--- Do this ---
Please put the records below into a Markdown table with the columns "No." and "Entry," giving each line its own numbered row and leaving out blank lines. Include only the part that opens with the line containing "A point falls on each instance of the camera" and closes with the end of the records.

--- Input ---
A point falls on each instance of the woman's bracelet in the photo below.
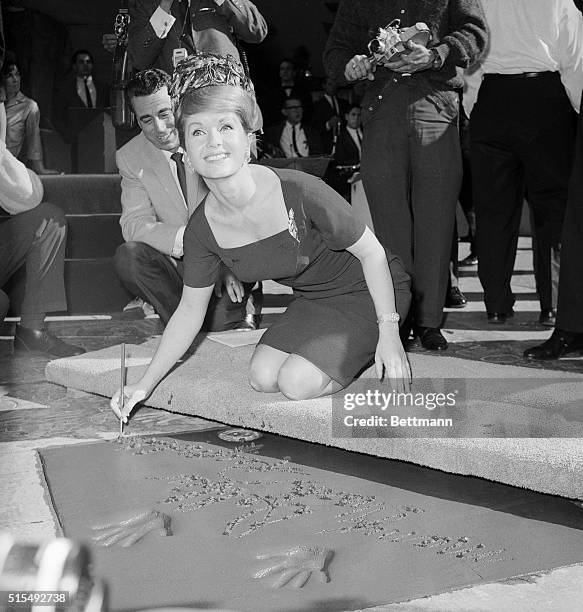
(391, 317)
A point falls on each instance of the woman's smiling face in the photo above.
(216, 143)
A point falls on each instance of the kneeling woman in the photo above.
(288, 226)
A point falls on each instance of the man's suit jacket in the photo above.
(272, 137)
(153, 208)
(213, 30)
(346, 152)
(322, 113)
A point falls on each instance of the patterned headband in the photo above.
(205, 69)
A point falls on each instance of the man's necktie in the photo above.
(295, 142)
(177, 157)
(88, 95)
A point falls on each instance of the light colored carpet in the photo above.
(213, 384)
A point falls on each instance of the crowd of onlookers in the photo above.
(485, 114)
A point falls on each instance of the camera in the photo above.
(392, 40)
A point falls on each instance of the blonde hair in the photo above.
(219, 98)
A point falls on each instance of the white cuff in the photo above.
(162, 21)
(178, 248)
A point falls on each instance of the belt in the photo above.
(521, 75)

--- Solution for this task ---
| No. | Entry |
|---|---|
| 1 | A point falls on each instance of the camera in the photo above. |
| 2 | (392, 40) |
| 3 | A point falls on each instance of the blonde hair in the photo above. |
| 4 | (219, 98) |
| 5 | A point falls on each instance of the white cuff in the photo above. |
| 6 | (162, 21) |
| 7 | (178, 248) |
| 8 | A point falls on each instance of the belt in the photo above. |
| 9 | (521, 75) |